◆ **GOAL OF THE EXERCISE**
An exact copy of the lines from the one containing "red trim on jersey." through the final line of the records is the only acceptable answer.

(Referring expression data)
####################

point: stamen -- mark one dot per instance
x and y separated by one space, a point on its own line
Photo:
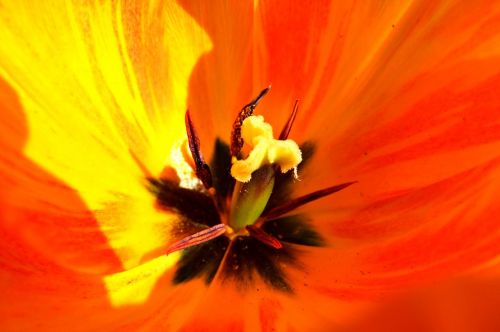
288 126
198 238
236 139
295 203
263 237
202 169
265 150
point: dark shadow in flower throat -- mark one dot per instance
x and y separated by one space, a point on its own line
244 258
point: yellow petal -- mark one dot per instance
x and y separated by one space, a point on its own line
98 84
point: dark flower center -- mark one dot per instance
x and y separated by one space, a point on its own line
239 231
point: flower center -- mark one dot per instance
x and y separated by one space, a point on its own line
241 216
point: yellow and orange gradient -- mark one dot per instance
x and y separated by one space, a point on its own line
399 96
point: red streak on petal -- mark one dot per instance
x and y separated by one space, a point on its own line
295 203
288 126
263 237
198 238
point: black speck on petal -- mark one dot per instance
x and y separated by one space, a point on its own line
294 229
201 261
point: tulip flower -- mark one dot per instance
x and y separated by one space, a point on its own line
150 181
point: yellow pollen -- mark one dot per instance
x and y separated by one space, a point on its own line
265 150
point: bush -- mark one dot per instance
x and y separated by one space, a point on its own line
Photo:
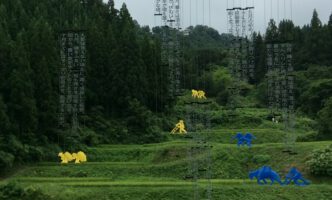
320 162
309 137
6 160
324 120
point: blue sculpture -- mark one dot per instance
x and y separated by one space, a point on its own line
243 139
248 138
263 173
296 176
240 139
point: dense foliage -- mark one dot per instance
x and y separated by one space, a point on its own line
126 84
320 162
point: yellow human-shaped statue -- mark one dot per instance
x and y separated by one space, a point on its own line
194 93
65 157
179 127
201 94
79 157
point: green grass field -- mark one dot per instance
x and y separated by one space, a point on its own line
158 171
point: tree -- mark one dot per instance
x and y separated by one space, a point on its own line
21 103
271 31
325 118
43 61
315 21
260 54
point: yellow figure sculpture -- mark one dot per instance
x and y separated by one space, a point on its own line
198 94
179 127
194 93
79 157
65 157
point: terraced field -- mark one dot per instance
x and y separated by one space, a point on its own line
159 171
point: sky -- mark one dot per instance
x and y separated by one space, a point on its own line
213 12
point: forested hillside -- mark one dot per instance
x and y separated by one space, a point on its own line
125 81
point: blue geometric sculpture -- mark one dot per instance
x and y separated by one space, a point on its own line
248 138
240 139
295 176
263 173
243 139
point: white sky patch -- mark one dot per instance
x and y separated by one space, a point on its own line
197 11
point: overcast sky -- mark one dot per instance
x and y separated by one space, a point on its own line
299 10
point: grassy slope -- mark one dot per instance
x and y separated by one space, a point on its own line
157 171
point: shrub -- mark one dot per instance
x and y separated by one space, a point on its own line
6 160
320 162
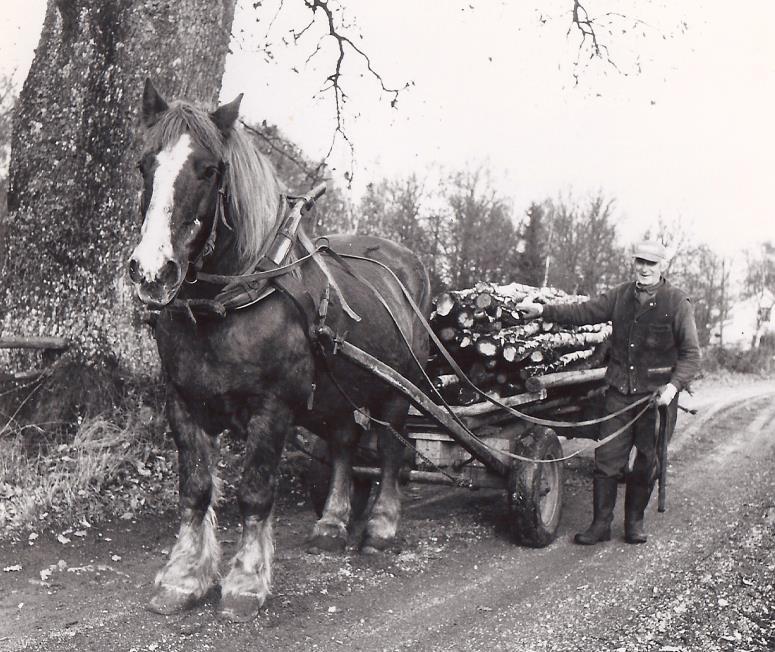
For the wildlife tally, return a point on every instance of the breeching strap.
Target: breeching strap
(551, 423)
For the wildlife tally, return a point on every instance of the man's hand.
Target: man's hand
(530, 310)
(666, 394)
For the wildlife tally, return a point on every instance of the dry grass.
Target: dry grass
(109, 467)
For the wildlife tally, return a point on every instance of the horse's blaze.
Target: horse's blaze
(154, 256)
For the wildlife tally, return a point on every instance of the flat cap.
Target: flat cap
(650, 250)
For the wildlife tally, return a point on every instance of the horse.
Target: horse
(211, 201)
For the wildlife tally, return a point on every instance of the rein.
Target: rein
(243, 290)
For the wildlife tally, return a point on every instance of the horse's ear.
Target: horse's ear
(226, 115)
(153, 104)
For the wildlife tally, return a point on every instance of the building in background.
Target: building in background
(750, 320)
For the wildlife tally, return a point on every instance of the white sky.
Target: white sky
(692, 137)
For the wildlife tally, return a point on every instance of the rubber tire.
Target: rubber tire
(319, 479)
(535, 490)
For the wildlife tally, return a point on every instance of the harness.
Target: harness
(273, 272)
(273, 269)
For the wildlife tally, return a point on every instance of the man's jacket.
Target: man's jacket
(658, 333)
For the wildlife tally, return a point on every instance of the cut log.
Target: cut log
(46, 343)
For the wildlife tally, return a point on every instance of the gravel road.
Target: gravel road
(704, 581)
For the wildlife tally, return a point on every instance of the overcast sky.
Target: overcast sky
(684, 128)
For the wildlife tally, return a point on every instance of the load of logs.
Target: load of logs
(498, 350)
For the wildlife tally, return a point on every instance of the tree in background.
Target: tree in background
(760, 270)
(299, 174)
(704, 276)
(482, 239)
(533, 246)
(584, 256)
(399, 210)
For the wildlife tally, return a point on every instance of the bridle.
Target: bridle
(219, 217)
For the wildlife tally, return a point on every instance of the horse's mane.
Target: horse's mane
(253, 187)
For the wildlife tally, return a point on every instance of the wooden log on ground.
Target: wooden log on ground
(44, 343)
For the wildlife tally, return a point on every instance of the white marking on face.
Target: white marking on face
(155, 247)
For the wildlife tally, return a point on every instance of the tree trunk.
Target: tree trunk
(73, 194)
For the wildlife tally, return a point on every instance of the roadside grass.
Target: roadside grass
(62, 476)
(111, 464)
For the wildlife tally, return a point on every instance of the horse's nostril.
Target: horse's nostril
(169, 274)
(134, 270)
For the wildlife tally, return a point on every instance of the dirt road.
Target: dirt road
(704, 581)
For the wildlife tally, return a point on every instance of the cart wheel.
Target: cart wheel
(535, 490)
(319, 478)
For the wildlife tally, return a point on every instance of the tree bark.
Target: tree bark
(73, 192)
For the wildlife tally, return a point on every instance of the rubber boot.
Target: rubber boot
(604, 500)
(636, 499)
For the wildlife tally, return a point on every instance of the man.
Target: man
(652, 326)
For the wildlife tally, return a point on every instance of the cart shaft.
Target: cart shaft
(495, 462)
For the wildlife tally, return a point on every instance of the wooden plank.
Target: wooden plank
(45, 343)
(497, 462)
(567, 378)
(485, 407)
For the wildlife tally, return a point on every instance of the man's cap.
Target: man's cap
(650, 250)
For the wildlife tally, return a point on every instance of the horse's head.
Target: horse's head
(183, 165)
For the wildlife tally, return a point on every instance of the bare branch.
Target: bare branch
(313, 174)
(344, 44)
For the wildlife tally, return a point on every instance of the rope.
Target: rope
(551, 423)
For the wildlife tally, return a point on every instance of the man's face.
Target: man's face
(647, 272)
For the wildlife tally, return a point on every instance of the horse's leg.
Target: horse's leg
(330, 532)
(193, 564)
(383, 520)
(248, 582)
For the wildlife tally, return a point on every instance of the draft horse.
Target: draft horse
(210, 204)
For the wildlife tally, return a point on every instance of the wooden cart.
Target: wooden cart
(471, 447)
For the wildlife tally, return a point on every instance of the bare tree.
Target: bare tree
(584, 254)
(483, 241)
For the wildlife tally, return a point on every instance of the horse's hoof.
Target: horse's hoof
(167, 601)
(320, 543)
(375, 545)
(239, 608)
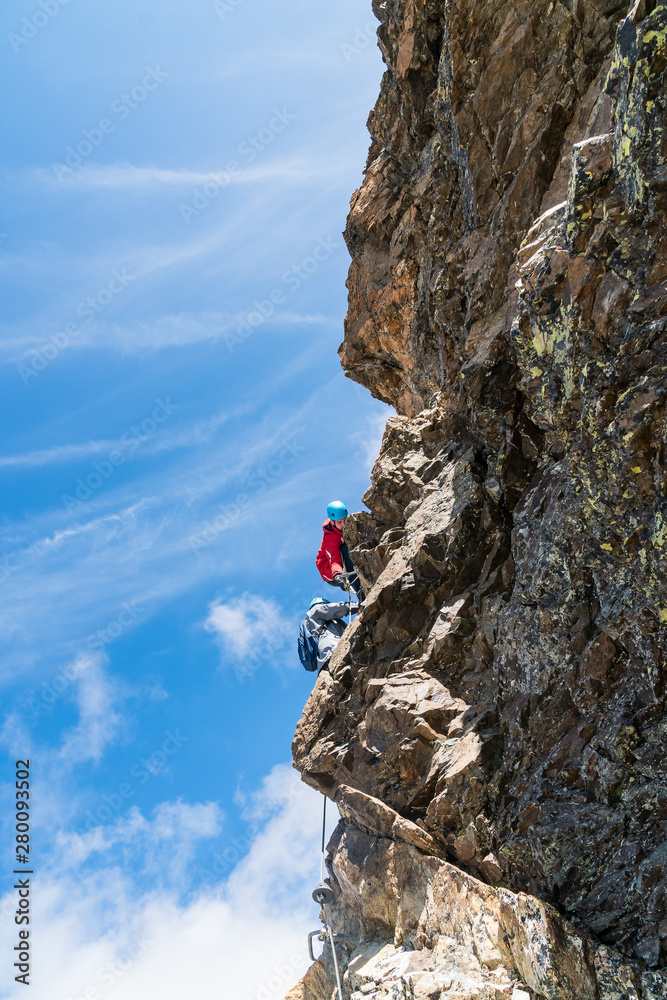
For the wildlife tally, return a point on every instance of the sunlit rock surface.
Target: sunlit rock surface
(493, 729)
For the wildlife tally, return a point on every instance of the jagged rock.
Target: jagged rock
(503, 689)
(312, 986)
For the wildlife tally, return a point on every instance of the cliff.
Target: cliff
(493, 728)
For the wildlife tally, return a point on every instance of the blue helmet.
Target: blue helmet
(337, 510)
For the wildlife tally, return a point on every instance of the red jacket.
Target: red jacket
(329, 560)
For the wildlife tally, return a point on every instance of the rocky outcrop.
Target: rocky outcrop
(494, 726)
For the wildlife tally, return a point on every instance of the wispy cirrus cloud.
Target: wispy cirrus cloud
(66, 454)
(289, 170)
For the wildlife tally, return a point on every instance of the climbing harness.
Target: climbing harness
(323, 894)
(348, 587)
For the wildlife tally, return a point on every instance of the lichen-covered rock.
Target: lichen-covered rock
(493, 726)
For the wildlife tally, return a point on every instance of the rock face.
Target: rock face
(494, 727)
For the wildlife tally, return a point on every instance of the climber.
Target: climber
(320, 632)
(334, 555)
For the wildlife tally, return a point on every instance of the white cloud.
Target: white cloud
(247, 627)
(134, 438)
(295, 169)
(121, 936)
(99, 719)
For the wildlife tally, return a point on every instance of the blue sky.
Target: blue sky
(175, 179)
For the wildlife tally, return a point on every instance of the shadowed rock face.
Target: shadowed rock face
(494, 729)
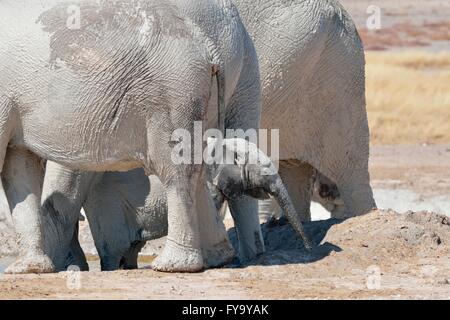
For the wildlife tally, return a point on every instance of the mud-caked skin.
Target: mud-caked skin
(313, 78)
(312, 70)
(106, 94)
(125, 210)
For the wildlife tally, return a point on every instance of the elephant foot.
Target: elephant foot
(31, 264)
(219, 255)
(178, 258)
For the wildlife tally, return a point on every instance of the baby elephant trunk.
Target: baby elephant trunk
(279, 192)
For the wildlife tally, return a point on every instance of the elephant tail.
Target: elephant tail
(219, 73)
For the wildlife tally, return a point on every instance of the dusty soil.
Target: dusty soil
(423, 169)
(380, 255)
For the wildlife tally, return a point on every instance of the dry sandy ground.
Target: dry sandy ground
(381, 255)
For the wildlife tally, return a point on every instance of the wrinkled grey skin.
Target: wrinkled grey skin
(312, 69)
(125, 210)
(107, 97)
(313, 78)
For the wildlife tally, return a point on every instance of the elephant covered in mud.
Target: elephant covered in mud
(313, 85)
(313, 78)
(101, 86)
(125, 210)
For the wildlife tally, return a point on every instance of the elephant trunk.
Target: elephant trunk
(280, 193)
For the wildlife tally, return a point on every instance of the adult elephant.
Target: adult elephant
(127, 209)
(313, 78)
(101, 86)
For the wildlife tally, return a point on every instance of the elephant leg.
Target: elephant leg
(248, 228)
(216, 247)
(356, 193)
(298, 180)
(130, 259)
(77, 256)
(183, 249)
(106, 213)
(22, 178)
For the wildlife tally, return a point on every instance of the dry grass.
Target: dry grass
(408, 97)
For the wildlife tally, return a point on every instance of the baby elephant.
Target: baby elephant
(125, 210)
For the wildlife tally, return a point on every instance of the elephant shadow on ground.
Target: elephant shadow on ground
(283, 246)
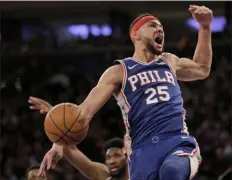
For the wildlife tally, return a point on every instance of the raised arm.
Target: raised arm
(108, 84)
(199, 67)
(88, 168)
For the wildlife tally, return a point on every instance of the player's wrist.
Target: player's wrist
(205, 27)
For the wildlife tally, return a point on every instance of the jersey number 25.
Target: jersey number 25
(160, 91)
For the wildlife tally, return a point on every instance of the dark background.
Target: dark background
(41, 56)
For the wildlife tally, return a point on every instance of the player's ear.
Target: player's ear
(124, 150)
(137, 35)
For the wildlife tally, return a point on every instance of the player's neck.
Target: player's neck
(144, 55)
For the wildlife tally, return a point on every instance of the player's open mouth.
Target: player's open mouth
(114, 169)
(159, 39)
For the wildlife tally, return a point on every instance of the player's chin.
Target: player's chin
(158, 47)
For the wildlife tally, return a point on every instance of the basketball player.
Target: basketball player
(115, 166)
(116, 152)
(149, 96)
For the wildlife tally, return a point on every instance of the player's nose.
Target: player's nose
(112, 161)
(160, 30)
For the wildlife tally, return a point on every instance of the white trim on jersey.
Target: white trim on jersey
(124, 74)
(195, 160)
(140, 62)
(125, 108)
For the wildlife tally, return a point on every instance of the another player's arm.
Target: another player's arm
(108, 84)
(199, 67)
(88, 168)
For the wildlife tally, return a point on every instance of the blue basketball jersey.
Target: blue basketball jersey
(150, 100)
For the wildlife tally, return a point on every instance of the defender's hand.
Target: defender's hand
(39, 104)
(51, 158)
(202, 15)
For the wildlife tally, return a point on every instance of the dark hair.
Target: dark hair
(114, 143)
(138, 18)
(37, 166)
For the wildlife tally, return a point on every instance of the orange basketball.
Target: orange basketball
(63, 126)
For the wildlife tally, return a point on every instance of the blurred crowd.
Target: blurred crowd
(70, 77)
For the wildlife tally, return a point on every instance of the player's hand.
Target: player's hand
(51, 158)
(202, 15)
(39, 104)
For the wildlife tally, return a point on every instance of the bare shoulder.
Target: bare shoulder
(113, 75)
(169, 56)
(171, 60)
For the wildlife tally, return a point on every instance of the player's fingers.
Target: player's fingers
(42, 166)
(49, 160)
(194, 6)
(42, 111)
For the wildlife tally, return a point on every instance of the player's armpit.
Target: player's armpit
(108, 84)
(189, 70)
(89, 169)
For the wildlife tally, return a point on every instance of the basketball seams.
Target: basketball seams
(65, 134)
(68, 130)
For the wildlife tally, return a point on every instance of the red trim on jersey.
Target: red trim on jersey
(139, 23)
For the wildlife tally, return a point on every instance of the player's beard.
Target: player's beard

####################

◆ **OUTPUT OF THE TASK**
For the wildlife tally, return a point on every instance of the red trim on jersey.
Target: red trim on jersey
(139, 23)
For the wildlife tally, return a point on every instance of the player's beard.
Target: player's beard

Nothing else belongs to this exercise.